Repeat exactly the lines from the line containing "Target: tall palm tree" to the last line of the listing, including both.

Dataset records about object locations:
---

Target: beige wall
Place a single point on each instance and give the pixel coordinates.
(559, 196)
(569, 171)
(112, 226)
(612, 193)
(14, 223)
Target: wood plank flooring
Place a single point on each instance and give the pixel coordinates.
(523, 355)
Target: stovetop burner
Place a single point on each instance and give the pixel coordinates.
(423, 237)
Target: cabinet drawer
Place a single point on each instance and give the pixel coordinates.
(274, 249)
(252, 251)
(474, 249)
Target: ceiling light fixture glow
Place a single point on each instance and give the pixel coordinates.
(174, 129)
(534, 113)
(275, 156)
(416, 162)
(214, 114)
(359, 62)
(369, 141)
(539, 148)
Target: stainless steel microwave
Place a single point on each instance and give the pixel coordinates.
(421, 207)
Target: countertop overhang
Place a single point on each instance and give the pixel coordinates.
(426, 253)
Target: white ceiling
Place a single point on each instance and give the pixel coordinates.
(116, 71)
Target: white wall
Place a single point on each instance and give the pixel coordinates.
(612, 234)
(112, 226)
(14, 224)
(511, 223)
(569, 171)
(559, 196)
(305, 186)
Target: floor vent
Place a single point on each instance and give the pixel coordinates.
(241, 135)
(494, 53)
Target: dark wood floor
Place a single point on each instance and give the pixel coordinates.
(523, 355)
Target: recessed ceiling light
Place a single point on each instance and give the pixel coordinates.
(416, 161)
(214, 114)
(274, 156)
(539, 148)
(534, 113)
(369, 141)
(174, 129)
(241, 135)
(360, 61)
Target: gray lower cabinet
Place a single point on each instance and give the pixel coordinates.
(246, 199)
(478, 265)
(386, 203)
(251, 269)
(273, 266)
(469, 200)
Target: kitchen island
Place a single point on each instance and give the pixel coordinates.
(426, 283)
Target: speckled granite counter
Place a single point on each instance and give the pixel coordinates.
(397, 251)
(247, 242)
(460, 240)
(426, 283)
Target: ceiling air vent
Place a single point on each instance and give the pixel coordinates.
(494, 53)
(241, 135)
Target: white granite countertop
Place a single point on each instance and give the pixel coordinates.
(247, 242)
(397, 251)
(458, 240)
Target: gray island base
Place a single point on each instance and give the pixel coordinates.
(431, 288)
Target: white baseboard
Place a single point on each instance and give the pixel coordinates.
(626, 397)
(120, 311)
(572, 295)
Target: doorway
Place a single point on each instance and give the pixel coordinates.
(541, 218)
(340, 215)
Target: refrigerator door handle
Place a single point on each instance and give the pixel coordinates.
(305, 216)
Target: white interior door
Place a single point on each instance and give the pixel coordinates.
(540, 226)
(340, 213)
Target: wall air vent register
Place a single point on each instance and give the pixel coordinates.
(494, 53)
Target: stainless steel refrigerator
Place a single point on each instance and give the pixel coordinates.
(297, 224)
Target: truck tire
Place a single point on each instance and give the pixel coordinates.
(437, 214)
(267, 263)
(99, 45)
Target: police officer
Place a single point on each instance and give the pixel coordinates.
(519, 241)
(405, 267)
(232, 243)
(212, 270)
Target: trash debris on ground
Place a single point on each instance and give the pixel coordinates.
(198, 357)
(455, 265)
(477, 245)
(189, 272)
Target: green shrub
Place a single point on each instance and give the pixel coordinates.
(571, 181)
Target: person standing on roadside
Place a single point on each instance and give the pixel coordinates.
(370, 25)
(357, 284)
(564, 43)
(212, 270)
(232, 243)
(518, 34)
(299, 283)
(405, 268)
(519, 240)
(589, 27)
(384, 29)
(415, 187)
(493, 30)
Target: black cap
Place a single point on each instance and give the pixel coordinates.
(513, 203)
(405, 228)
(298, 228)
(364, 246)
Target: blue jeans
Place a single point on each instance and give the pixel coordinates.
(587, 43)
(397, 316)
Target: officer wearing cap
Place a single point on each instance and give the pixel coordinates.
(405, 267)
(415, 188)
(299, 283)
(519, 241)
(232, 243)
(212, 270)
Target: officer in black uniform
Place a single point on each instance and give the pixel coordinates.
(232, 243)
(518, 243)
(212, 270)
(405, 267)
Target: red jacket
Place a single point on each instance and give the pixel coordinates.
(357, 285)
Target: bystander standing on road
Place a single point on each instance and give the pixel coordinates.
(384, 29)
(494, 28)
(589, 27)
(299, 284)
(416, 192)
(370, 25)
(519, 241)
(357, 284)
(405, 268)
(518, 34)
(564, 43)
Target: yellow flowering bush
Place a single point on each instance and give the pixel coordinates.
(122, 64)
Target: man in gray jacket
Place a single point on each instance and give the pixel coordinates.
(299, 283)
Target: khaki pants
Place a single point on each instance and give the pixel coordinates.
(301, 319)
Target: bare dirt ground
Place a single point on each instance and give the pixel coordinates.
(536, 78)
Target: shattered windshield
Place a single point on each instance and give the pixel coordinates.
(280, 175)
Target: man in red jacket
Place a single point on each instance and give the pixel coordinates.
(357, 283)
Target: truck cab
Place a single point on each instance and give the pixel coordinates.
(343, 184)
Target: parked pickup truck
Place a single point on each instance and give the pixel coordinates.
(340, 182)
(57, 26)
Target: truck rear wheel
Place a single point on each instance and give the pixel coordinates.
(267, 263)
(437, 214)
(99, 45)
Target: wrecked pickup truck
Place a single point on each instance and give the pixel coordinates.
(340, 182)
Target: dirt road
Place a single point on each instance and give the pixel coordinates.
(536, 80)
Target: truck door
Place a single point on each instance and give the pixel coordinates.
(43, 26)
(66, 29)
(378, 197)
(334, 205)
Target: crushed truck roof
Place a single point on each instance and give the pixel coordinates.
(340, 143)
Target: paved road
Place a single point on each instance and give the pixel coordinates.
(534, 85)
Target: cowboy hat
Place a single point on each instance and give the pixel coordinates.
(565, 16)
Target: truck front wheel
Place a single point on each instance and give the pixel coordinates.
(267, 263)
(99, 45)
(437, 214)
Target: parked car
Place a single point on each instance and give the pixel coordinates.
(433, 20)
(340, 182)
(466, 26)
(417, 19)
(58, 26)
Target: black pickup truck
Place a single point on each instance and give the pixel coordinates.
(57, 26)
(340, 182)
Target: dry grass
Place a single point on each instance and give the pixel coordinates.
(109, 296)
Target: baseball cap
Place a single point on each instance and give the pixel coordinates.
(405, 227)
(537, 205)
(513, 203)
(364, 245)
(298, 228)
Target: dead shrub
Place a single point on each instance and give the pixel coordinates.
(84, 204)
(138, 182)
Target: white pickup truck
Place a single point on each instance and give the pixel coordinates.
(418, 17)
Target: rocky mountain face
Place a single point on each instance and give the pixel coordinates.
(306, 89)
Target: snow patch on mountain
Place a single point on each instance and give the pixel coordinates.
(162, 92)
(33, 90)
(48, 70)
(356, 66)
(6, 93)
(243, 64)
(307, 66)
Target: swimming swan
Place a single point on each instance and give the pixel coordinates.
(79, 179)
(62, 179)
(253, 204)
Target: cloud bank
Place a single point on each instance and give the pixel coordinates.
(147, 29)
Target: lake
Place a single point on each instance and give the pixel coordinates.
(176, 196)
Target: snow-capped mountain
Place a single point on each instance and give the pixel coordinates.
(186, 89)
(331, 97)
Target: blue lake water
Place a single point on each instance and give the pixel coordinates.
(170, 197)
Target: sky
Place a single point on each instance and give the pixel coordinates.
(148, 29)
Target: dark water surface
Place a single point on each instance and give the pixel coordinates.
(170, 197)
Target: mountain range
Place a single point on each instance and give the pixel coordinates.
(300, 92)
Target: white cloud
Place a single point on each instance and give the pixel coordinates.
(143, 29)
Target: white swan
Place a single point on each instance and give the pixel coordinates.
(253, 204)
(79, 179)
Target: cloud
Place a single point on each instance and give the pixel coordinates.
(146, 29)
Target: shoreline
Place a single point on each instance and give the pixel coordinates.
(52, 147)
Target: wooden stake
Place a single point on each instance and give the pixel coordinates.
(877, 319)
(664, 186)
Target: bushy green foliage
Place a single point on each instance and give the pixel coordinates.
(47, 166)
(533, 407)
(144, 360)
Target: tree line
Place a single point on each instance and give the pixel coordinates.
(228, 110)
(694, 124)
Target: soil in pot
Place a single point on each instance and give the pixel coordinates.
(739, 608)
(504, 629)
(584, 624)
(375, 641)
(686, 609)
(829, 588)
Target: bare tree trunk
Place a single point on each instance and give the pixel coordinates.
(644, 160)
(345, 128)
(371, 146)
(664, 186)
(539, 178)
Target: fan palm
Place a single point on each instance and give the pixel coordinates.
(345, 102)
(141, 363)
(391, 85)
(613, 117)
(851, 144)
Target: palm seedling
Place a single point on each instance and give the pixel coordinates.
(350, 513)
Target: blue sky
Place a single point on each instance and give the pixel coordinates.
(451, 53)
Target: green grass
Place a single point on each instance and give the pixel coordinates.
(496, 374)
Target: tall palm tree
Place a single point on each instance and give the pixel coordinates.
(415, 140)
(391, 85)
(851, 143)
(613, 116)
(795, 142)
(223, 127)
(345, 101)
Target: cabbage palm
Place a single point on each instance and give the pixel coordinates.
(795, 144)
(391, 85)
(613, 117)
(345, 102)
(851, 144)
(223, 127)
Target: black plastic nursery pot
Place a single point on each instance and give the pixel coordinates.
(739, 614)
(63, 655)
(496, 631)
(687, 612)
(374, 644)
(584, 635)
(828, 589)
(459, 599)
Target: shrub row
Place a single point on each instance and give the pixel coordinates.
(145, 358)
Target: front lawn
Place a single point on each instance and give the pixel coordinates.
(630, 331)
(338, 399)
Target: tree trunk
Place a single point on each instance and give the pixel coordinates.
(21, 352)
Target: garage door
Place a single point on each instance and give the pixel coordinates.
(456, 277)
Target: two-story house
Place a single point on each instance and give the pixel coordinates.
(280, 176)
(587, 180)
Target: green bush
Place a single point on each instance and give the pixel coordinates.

---

> [Final answer]:
Target: tall palm tree
Place a single point on each instance and give the pixel coordinates.
(415, 140)
(391, 85)
(851, 143)
(613, 116)
(795, 142)
(223, 127)
(345, 101)
Target: cabbage palm
Place a single point on each instance and give the pixel coordinates.
(795, 144)
(391, 85)
(613, 117)
(345, 102)
(851, 144)
(223, 127)
Target: black plastic nursery pot
Place a single point on each instance and give the pixel coordinates.
(739, 614)
(63, 655)
(496, 631)
(687, 612)
(374, 644)
(584, 635)
(828, 589)
(459, 599)
Target: shrub row
Place a single point on each instance and give the pixel coordinates.
(145, 358)
Target: front lawn
Place a single point on each instance and give the pixel coordinates.
(630, 331)
(338, 399)
Target: tree trunk
Place a single point on each instance and give the pixel coordinates.
(21, 352)
Target: garage door
Place a single point on each instance and give the pixel coordinates.
(456, 277)
Target: two-story house
Place a single point on each instance and give the pixel coordinates.
(280, 176)
(587, 180)
Target: green bush
Place a single point on each instance and give the pixel coordinates.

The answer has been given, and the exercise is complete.